Extracted information -
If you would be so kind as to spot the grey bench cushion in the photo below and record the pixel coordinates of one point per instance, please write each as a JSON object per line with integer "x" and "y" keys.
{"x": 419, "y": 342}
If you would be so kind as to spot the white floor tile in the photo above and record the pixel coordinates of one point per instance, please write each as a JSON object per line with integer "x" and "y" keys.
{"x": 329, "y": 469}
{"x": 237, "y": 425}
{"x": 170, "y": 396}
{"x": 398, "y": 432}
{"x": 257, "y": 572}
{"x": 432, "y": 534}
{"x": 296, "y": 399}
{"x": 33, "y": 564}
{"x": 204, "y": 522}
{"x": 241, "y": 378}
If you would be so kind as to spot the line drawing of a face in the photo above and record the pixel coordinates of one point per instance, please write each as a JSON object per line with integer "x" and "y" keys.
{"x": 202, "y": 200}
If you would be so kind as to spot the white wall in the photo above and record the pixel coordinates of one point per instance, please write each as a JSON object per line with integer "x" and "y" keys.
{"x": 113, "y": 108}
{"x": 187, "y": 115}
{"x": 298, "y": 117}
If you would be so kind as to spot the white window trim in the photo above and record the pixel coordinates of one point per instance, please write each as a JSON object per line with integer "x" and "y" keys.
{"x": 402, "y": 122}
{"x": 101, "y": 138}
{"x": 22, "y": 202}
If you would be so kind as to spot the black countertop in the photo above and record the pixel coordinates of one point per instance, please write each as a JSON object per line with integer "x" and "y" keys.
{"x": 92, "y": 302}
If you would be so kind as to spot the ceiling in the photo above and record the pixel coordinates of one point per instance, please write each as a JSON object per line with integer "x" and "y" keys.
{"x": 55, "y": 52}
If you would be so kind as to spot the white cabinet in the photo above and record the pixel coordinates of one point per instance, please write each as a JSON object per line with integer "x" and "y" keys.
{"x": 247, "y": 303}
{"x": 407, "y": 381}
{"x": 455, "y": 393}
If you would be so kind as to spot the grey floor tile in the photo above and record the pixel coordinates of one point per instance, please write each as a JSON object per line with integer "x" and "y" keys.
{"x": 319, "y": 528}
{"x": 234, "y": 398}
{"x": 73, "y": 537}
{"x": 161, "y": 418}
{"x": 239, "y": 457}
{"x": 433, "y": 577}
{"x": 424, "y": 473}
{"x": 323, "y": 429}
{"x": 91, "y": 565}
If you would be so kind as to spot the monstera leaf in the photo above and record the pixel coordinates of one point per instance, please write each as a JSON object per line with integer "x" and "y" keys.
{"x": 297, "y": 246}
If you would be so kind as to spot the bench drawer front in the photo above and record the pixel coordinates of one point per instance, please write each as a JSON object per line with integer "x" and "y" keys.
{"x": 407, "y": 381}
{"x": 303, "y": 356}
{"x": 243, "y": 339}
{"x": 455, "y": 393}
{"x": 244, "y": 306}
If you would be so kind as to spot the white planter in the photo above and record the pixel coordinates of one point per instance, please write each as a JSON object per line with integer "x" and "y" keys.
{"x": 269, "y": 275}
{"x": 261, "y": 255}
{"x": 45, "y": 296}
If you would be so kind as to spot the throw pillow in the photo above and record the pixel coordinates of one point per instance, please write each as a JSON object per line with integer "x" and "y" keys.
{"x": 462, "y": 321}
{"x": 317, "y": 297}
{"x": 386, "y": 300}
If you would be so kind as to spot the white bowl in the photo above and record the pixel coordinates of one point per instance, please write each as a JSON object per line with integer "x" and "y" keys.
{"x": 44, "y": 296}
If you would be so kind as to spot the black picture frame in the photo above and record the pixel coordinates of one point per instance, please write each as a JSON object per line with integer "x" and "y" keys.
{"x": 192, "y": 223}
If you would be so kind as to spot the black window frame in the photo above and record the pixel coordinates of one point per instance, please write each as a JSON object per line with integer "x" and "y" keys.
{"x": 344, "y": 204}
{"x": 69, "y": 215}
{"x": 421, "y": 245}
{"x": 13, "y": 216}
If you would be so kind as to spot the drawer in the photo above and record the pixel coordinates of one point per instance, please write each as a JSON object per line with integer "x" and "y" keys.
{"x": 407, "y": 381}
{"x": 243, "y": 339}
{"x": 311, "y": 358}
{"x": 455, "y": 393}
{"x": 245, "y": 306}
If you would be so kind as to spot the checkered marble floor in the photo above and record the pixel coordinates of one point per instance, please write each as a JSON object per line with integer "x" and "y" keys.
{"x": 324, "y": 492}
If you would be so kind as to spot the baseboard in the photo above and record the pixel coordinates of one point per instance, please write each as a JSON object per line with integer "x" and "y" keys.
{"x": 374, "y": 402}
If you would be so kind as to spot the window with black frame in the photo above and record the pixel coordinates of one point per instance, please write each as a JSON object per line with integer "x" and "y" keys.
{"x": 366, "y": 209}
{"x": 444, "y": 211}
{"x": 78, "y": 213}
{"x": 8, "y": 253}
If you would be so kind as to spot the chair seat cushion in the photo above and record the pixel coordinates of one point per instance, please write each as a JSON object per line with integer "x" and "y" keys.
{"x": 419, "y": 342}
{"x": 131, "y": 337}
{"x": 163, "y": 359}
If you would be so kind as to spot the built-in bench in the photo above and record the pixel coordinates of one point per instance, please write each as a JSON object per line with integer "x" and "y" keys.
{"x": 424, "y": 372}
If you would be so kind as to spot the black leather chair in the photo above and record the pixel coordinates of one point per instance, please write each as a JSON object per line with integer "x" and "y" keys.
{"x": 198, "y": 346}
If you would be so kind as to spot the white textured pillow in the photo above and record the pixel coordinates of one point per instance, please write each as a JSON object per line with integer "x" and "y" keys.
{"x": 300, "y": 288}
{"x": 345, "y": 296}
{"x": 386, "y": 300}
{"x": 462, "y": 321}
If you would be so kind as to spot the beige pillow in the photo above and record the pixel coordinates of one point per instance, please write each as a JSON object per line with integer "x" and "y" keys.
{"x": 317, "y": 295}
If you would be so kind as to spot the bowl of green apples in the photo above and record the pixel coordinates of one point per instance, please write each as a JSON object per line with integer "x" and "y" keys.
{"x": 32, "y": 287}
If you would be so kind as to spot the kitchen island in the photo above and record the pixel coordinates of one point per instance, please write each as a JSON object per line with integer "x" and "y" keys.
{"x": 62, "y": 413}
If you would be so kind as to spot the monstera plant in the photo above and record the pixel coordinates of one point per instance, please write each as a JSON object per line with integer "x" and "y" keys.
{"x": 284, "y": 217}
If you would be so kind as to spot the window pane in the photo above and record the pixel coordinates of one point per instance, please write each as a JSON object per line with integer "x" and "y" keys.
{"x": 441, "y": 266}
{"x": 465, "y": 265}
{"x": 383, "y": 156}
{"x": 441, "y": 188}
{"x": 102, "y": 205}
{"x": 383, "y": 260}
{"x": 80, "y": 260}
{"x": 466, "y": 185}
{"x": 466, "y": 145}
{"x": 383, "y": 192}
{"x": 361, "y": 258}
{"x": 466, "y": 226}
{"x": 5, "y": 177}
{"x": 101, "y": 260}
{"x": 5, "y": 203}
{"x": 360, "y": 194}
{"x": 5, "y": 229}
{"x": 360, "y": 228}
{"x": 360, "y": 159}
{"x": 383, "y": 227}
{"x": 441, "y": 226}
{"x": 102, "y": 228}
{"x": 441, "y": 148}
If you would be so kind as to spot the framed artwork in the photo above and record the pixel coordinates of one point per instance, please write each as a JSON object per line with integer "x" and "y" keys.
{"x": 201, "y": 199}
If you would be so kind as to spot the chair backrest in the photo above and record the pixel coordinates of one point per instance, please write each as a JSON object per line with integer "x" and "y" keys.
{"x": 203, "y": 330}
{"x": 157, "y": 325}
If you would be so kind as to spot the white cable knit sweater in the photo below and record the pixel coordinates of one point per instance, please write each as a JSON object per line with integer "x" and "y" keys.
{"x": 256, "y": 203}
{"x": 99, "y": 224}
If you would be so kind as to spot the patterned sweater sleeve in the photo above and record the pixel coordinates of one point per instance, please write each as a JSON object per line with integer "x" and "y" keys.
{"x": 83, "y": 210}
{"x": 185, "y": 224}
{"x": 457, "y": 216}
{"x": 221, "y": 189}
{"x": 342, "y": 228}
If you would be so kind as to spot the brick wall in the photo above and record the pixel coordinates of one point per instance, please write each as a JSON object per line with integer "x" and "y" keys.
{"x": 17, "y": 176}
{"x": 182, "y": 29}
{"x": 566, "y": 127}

Task details - Format the lines from the one with "the white cable" through the end as a Markdown table with the columns No. and Text, one line per row and blank lines left out.

Exercise response -
| No. | Text |
|---|---|
| 1 | If you would be so kind as to spot the white cable knit sweater in the photo below and record the pixel coordinates of one point per instance, please write each as a JSON object per line with integer "x" and "y" keys. |
| 2 | {"x": 256, "y": 203} |
| 3 | {"x": 99, "y": 224} |
| 4 | If you would be so kind as to spot the patterned sweater sleeve in the photo above and record the pixel coordinates of one point per instance, please write each as a JSON object per line with integer "x" and "y" keys. |
| 5 | {"x": 83, "y": 210} |
| 6 | {"x": 185, "y": 224} |
| 7 | {"x": 457, "y": 216} |
| 8 | {"x": 221, "y": 189} |
| 9 | {"x": 342, "y": 228} |
| 10 | If you would be so kind as to spot the brick wall in the photo above and record the pixel coordinates of one point per instance, please write each as a JSON object per line with integer "x" and "y" keys. |
| 11 | {"x": 17, "y": 176} |
| 12 | {"x": 182, "y": 29} |
| 13 | {"x": 566, "y": 127} |